**Text provided**
++++

Achievement Standard Classical Studies 91202: Demonstrate understanding of a significant event in the classical world

Resource reference: Classical Studies 2.3B v2

Resource title: The Big Bang!

Credits: 4

Teacher guidelines

The following guidelines are supplied to enable teachers to carry out valid and consistent assessment using this internal assessment resource.

Teachers need to be very familiar with the outcome being assessed by Achievement Standard Classical Studies 91202.The achievement criteria and the explanatory notes contain information, definitions, and requirements that are crucial when interpreting the standard and assessing students against it.

Context/setting

This activity requires students to write text and assemble relevant illustrations for a talk examining the context of a significant event – the eruption of Vesuvius in 79 CE. This will enable them to show insight into why the eruption was important and to explain its significance in preserving information about ancient Roman everyday life.

++++

**Information provided**
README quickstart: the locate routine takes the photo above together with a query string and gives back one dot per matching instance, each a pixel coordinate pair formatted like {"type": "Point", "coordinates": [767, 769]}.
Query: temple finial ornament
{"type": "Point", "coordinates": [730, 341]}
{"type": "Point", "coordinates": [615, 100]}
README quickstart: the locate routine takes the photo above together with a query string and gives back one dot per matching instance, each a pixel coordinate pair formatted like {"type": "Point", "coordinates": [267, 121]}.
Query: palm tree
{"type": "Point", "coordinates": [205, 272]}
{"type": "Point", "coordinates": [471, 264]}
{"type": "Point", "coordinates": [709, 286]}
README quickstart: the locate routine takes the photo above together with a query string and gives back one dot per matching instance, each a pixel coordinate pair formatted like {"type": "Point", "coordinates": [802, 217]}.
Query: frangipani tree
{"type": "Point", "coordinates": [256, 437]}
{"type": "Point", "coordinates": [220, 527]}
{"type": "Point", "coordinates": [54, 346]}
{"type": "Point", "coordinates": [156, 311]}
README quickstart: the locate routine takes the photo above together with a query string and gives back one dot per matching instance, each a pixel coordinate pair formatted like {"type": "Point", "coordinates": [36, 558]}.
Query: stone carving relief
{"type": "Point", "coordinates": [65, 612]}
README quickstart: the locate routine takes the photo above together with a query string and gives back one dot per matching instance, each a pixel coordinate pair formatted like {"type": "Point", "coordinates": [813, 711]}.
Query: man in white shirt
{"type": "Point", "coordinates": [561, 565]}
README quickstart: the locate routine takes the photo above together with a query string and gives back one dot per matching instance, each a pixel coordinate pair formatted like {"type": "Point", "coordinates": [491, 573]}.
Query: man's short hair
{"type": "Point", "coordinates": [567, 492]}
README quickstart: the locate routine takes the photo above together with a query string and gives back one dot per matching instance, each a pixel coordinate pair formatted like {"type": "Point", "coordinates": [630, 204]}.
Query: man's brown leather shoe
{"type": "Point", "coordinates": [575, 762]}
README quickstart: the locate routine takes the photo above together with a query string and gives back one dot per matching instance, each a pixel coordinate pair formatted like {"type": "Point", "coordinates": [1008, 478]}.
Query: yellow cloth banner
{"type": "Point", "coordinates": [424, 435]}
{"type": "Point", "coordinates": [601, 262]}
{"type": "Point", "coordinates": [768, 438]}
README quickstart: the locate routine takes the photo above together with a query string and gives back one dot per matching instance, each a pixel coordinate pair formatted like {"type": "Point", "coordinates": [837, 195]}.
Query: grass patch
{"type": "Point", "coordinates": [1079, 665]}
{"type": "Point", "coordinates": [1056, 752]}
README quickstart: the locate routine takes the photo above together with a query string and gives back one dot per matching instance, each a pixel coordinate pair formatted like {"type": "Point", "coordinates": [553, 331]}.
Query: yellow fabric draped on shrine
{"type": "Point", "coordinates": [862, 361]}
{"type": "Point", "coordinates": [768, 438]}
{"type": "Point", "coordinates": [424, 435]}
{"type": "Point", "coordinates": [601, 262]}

++++

**Short task**
According to the assessment resource text, which significant event are students asked to examine in their talk? The records aren't needed for what comes next.

**Written response**
The eruption of Vesuvius in 79 CE.